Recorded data
-------
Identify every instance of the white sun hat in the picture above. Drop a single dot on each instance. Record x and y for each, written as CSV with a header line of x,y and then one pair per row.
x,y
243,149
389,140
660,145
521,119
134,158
-------
Reproduce the listing above line for line, keeping every character unchanged.

Identify every instance of the white sun hat in the picture above. Drop a single dot on each instance. Record x and y for each, written as CSV with a header line of x,y and then one pair per row.
x,y
243,149
389,140
660,145
521,119
134,158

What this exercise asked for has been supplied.